Recorded data
>> begin

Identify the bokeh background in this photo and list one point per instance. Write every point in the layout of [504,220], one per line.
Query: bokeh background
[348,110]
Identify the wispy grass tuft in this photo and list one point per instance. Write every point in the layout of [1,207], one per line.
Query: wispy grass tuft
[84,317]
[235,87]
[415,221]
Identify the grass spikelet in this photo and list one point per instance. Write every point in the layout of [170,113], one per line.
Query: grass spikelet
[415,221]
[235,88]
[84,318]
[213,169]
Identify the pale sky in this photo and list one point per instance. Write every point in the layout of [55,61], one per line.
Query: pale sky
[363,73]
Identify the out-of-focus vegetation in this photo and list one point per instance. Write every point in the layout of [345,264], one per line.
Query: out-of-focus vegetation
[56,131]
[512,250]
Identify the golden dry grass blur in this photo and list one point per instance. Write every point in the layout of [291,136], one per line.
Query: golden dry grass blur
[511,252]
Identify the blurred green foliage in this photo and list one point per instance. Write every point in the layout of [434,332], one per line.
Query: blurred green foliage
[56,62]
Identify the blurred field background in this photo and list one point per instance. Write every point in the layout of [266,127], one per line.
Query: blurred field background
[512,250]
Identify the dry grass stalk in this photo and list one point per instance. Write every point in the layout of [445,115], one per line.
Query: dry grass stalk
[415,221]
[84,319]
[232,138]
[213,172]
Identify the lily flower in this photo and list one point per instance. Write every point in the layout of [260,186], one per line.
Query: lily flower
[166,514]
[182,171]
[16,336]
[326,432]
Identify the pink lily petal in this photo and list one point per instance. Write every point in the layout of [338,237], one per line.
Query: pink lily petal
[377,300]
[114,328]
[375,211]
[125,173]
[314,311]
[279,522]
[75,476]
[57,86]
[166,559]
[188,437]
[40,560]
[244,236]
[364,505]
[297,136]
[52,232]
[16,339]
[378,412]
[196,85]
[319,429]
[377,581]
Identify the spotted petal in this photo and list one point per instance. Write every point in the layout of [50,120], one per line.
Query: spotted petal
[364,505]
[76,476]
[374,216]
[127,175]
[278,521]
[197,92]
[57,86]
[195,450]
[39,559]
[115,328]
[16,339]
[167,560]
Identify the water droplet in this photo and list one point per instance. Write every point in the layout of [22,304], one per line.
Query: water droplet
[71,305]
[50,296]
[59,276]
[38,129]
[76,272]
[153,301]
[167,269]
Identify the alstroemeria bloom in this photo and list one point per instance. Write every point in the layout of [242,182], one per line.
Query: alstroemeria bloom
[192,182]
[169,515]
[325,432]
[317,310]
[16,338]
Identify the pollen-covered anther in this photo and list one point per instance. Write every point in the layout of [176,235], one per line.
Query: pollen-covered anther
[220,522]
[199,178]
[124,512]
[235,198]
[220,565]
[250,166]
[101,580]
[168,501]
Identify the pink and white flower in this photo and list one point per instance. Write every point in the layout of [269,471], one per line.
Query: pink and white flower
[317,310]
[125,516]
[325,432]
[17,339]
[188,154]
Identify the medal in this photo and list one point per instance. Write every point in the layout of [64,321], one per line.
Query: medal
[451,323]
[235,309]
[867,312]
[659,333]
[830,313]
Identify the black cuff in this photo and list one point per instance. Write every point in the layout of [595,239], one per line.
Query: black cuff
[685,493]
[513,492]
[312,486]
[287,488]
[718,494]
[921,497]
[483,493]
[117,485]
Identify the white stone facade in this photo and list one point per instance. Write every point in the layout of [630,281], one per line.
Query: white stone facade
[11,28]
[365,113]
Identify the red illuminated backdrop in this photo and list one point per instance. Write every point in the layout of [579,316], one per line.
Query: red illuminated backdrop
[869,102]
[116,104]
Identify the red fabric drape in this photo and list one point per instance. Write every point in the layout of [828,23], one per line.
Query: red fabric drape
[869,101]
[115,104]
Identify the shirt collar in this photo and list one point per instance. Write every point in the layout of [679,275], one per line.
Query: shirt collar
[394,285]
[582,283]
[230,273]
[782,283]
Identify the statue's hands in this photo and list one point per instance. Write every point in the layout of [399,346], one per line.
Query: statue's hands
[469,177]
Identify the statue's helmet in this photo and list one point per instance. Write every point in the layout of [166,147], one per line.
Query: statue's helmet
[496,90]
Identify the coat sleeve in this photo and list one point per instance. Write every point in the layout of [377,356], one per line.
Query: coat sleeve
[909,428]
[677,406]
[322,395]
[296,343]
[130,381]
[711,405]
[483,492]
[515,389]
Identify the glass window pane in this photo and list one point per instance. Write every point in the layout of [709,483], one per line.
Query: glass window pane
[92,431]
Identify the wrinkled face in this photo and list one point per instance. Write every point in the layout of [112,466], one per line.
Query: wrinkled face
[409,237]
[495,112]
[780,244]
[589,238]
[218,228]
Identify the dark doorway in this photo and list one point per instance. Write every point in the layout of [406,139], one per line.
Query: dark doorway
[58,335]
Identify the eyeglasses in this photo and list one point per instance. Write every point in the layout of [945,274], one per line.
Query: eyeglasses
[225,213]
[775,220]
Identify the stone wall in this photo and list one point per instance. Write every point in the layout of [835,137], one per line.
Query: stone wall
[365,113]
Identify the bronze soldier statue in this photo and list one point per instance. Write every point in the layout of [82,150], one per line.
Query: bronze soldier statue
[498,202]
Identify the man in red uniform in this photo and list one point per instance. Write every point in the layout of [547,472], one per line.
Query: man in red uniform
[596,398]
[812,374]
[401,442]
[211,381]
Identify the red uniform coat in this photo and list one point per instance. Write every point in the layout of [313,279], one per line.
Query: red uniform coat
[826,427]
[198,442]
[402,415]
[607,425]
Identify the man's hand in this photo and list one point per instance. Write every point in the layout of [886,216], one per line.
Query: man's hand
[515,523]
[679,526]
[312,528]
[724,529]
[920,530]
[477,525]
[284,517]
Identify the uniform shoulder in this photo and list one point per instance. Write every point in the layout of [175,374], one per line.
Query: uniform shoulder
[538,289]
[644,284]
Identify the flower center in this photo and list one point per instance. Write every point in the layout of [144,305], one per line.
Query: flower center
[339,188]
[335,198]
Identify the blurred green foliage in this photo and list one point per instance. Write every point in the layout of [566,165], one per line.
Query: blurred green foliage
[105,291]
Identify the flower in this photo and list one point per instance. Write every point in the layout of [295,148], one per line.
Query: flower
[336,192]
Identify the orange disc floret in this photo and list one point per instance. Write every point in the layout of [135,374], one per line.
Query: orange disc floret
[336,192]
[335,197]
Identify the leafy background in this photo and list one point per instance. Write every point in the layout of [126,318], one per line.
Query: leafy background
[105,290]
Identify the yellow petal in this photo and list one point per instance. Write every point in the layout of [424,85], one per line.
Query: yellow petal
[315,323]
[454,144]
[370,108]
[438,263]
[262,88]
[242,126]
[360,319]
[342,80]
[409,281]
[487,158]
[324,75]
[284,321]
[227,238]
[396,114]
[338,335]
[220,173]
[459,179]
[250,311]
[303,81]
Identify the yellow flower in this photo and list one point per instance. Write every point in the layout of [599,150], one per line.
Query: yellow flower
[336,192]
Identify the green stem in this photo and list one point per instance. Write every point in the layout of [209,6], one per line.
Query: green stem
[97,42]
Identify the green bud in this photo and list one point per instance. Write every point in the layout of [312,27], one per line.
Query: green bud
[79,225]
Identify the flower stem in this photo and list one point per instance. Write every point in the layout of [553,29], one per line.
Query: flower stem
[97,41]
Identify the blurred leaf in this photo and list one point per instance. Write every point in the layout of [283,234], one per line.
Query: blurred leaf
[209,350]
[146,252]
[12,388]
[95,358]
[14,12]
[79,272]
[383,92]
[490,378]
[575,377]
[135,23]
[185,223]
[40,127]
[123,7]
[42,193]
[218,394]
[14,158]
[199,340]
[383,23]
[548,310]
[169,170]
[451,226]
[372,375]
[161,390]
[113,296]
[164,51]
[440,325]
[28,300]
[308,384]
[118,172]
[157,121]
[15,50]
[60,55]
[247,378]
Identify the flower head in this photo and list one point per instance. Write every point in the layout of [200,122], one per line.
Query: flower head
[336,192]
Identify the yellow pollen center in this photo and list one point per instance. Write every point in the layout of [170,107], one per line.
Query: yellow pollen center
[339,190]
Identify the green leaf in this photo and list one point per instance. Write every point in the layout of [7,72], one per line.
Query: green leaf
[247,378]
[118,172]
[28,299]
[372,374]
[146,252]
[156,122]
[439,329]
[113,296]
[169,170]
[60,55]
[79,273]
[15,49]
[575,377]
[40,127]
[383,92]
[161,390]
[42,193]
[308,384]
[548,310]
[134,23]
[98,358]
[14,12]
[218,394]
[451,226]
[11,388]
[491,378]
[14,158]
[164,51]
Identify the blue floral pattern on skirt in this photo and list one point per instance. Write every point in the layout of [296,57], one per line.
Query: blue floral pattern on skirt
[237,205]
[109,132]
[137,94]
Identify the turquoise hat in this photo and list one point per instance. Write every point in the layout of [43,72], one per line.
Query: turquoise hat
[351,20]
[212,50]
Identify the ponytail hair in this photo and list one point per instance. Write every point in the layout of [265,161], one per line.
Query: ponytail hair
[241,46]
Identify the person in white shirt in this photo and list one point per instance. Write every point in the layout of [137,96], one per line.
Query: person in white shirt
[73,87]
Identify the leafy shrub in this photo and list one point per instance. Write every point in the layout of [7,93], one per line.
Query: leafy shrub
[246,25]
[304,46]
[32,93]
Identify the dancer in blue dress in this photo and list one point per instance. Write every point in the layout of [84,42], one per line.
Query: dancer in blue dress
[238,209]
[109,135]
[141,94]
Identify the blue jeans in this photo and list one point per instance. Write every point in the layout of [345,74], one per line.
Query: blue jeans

>> end

- What to do:
Output exactly the lines from the one containing "Identify the turquoise" through the last line of the entries, both ends included.

- Written response:
Identify the turquoise hat in this photo and list one point per instance. Write every point in the layout of [43,72], one per line.
Query: turquoise hat
[351,20]
[212,50]
Identify the ponytail hair in this photo and list one point per instance. Write every point in the layout of [265,161], one per line.
Query: ponytail hair
[241,46]
Identify the person in white shirt in this photo and list one point per instance. Write every point in the layout of [137,96], one per line.
Query: person in white shirt
[73,87]
Identify the leafy shrub in this photo and list one point per instance. Write every point in the layout of [7,93], one per line.
Query: leafy shrub
[246,25]
[304,46]
[32,93]
Identify the dancer in blue dress in this photo and list one point per instance. Write every point in the layout of [84,42], one per line.
Query: dancer in blue dress
[238,209]
[109,135]
[141,94]
Identify the blue jeans in this photo and list one point per instance. Write every point in the layout of [345,74], one per line.
Query: blue jeans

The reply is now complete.